## Begin Extracted information
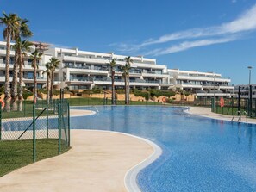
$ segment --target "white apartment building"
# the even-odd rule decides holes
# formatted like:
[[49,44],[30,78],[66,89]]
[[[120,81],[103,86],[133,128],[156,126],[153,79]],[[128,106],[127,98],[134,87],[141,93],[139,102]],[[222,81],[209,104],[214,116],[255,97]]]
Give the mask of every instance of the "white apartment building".
[[[11,44],[13,45],[13,44]],[[29,59],[31,53],[35,49],[35,46],[32,46],[30,51],[27,53],[28,57],[24,59],[23,67],[23,86],[30,87],[34,86],[34,68],[31,67],[32,61]],[[0,41],[0,86],[4,86],[5,82],[5,57],[6,56],[6,42]],[[52,55],[44,54],[41,57],[41,60],[38,62],[37,69],[37,84],[38,87],[41,88],[46,84],[46,76],[43,75],[43,71],[46,70],[45,64],[48,62]],[[10,82],[12,81],[12,69],[15,62],[15,51],[11,48],[10,51]]]
[[[31,53],[41,46],[34,42]],[[49,45],[44,44],[48,46]],[[4,69],[6,42],[0,42],[0,86],[4,84]],[[13,68],[15,52],[11,51],[10,70]],[[56,89],[68,87],[70,90],[89,90],[95,86],[104,89],[111,88],[109,62],[114,59],[116,62],[115,69],[116,89],[123,89],[124,80],[122,78],[122,66],[125,65],[127,56],[113,53],[103,53],[81,51],[78,48],[67,49],[49,47],[44,51],[42,59],[37,70],[38,86],[46,84],[45,64],[51,57],[58,58],[61,65],[54,74]],[[229,85],[231,80],[222,78],[221,74],[213,72],[199,72],[167,69],[166,65],[158,65],[156,59],[143,56],[131,57],[133,64],[130,70],[130,87],[137,89],[175,90],[180,89],[194,92],[197,96],[234,96],[234,88]],[[25,59],[24,86],[33,86],[34,69],[31,67],[29,57]],[[10,71],[12,76],[12,71]]]
[[[62,65],[55,74],[55,84],[59,87],[69,87],[72,90],[91,89],[101,86],[110,89],[111,78],[109,62],[114,59],[115,86],[124,87],[122,78],[122,66],[125,65],[127,56],[111,53],[84,52],[78,49],[50,48],[46,52],[61,60]],[[131,57],[133,64],[130,70],[130,87],[137,89],[161,89],[169,87],[172,77],[167,73],[167,67],[156,64],[153,59],[142,56]]]
[[[253,84],[252,85],[252,98],[256,98],[256,84]],[[248,99],[250,97],[250,88],[248,84],[239,84],[234,86],[235,97],[238,97],[239,87],[240,88],[240,97],[241,99]]]
[[168,73],[173,77],[171,83],[176,89],[192,91],[197,96],[231,97],[234,96],[234,88],[229,85],[231,80],[222,78],[221,74],[178,69],[168,69]]

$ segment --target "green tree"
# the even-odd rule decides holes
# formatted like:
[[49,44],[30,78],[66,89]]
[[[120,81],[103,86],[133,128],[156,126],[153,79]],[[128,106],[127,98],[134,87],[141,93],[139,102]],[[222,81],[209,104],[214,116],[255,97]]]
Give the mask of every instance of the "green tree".
[[19,56],[19,83],[18,83],[18,99],[19,106],[18,110],[22,111],[22,101],[23,101],[23,66],[24,66],[24,58],[28,57],[27,52],[30,51],[30,47],[33,43],[28,40],[22,40],[21,42]]
[[50,65],[51,65],[51,89],[50,89],[50,100],[53,99],[53,80],[54,80],[54,71],[57,67],[59,67],[60,64],[60,60],[59,60],[57,58],[51,58],[50,59]]
[[130,70],[131,65],[134,63],[130,56],[128,56],[124,59],[125,60],[125,71],[126,71],[126,78],[127,78],[127,104],[130,103]]
[[32,60],[32,67],[34,68],[34,96],[36,102],[37,99],[37,78],[36,78],[36,70],[38,69],[38,62],[41,59],[42,53],[35,49],[30,55],[30,59]]
[[110,72],[111,72],[111,86],[112,86],[112,105],[115,103],[115,66],[116,66],[116,61],[115,59],[112,59],[109,63],[110,66]]
[[9,57],[10,41],[15,40],[20,28],[21,19],[16,14],[9,15],[3,12],[3,17],[0,17],[0,24],[5,26],[3,38],[6,40],[6,64],[5,64],[5,85],[4,85],[4,110],[10,111],[10,90],[9,90]]
[[18,68],[21,65],[21,62],[22,62],[22,38],[28,38],[32,36],[32,32],[30,31],[28,26],[28,20],[20,19],[20,28],[16,34],[15,40],[16,44],[13,46],[16,53],[15,53],[15,64],[13,65],[13,78],[12,78],[12,86],[11,86],[11,103],[12,103],[12,110],[17,110],[17,84],[18,84]]
[[125,104],[129,104],[129,71],[131,69],[131,59],[130,57],[124,59],[126,63],[121,67],[122,71],[122,77],[124,78],[124,89],[125,89]]
[[50,84],[50,79],[51,79],[51,63],[48,62],[46,64],[46,71],[43,71],[43,73],[47,73],[47,103],[49,103],[49,90],[50,90],[50,86],[49,86],[49,84]]

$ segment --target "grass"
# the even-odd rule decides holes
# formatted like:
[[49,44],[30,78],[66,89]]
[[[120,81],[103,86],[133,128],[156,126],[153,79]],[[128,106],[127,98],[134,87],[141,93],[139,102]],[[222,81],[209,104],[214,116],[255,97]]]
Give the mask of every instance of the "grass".
[[[58,139],[36,140],[36,160],[57,156]],[[69,148],[62,145],[61,152]],[[33,163],[33,140],[0,141],[0,177]]]
[[[72,98],[67,99],[68,102],[71,106],[90,106],[90,105],[111,105],[111,99],[108,99],[104,103],[104,100],[103,98]],[[116,101],[116,105],[124,105],[124,101]],[[161,105],[160,102],[130,102],[130,105]],[[38,115],[42,108],[46,108],[47,103],[46,101],[39,100],[37,102],[37,106],[35,109],[35,114]],[[53,110],[48,111],[49,115],[54,115],[54,112]],[[41,116],[46,116],[46,111]],[[32,117],[33,116],[33,102],[32,101],[24,101],[22,102],[22,111],[11,111],[11,112],[2,112],[3,119],[9,119],[9,118],[21,118],[21,117]]]
[[[108,99],[104,103],[103,98],[72,98],[67,99],[71,106],[83,106],[83,105],[111,105],[111,99]],[[116,105],[124,105],[124,101],[116,101]],[[131,101],[130,105],[161,105],[157,102],[139,102]]]

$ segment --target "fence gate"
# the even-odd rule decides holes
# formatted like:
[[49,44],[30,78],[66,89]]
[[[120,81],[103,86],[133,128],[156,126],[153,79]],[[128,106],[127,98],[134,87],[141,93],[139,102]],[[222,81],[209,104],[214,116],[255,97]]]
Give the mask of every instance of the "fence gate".
[[47,101],[39,100],[36,104],[24,104],[18,103],[22,108],[10,112],[0,108],[0,177],[22,165],[60,154],[70,147],[66,101],[54,100],[47,104]]

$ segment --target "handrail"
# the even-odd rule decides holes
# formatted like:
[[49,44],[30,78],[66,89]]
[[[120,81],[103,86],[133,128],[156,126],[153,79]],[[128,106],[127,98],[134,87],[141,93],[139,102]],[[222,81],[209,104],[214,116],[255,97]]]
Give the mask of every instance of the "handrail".
[[96,111],[97,111],[97,113],[99,112],[98,109],[97,108],[97,107],[96,107],[96,106],[93,106],[93,105],[91,106],[91,112],[92,111],[92,110],[91,110],[91,108],[92,108],[92,107],[95,108],[95,109],[96,109]]
[[247,122],[248,121],[248,115],[247,115],[247,111],[244,111],[243,113],[242,113],[242,115],[246,115],[246,117],[247,117]]
[[233,121],[233,120],[234,120],[234,116],[236,115],[236,114],[239,115],[239,118],[238,118],[238,121],[237,121],[239,122],[239,121],[241,118],[241,113],[240,113],[240,111],[236,111],[236,113],[233,115],[233,118],[232,118],[231,121]]

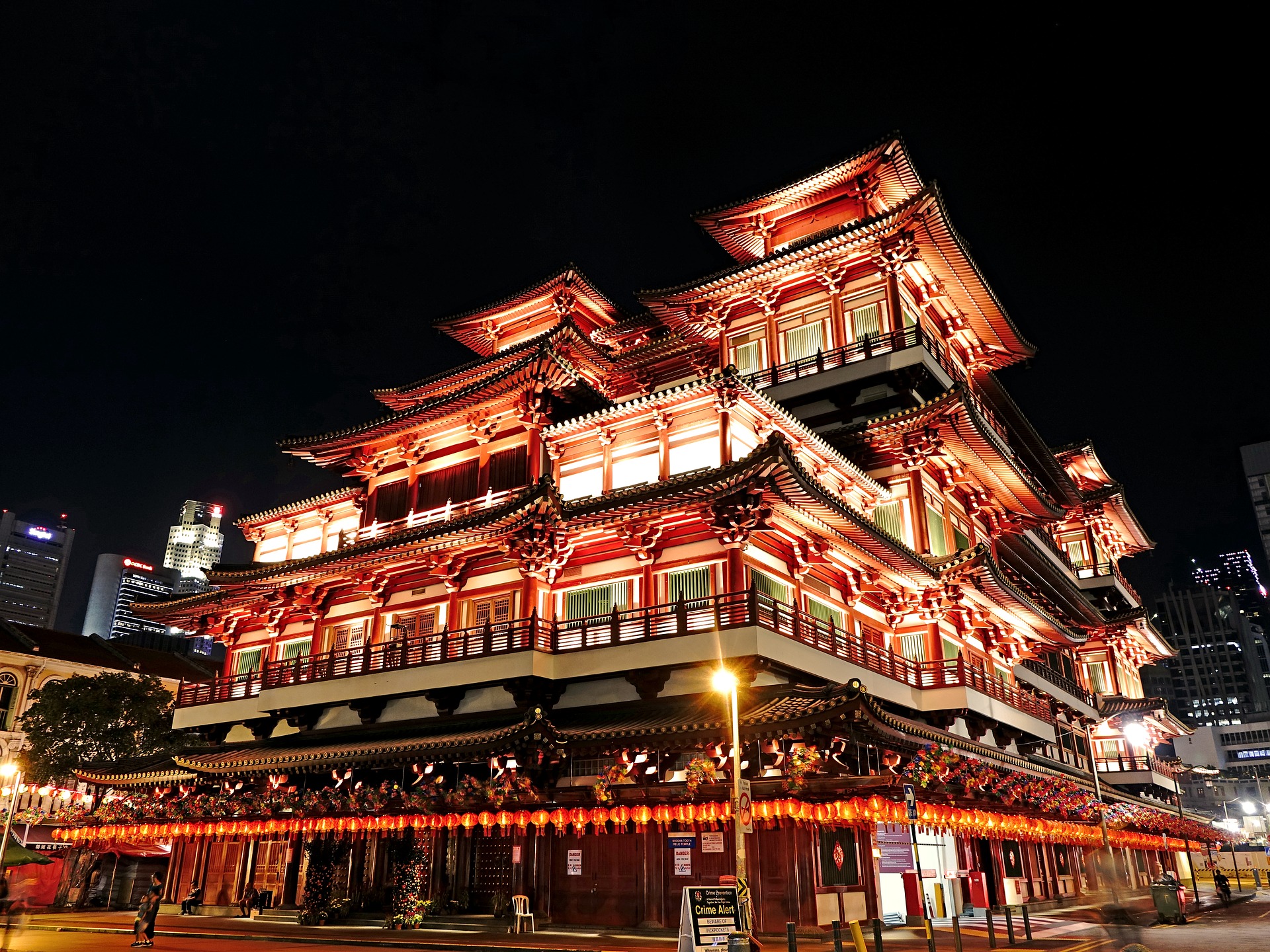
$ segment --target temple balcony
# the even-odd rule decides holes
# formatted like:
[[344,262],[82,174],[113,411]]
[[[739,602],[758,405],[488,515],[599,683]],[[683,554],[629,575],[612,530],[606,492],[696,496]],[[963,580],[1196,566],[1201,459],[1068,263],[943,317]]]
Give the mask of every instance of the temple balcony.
## End Extracted information
→ Exercise details: Copy exactly the line containing "--target temple balcony" and every line after it, ending with the last line of the records above.

→ Final result:
$ segment --target temple balcony
# the even-odd rule decides holes
# formatted like:
[[344,262],[82,174],[113,411]]
[[[739,602],[758,405],[488,515],[599,683]],[[683,554],[629,575],[612,530],[606,492],[696,496]],[[963,580],[1196,566],[1201,459],[1068,263],[943,317]]]
Give the mask of every instance of the temple balcony.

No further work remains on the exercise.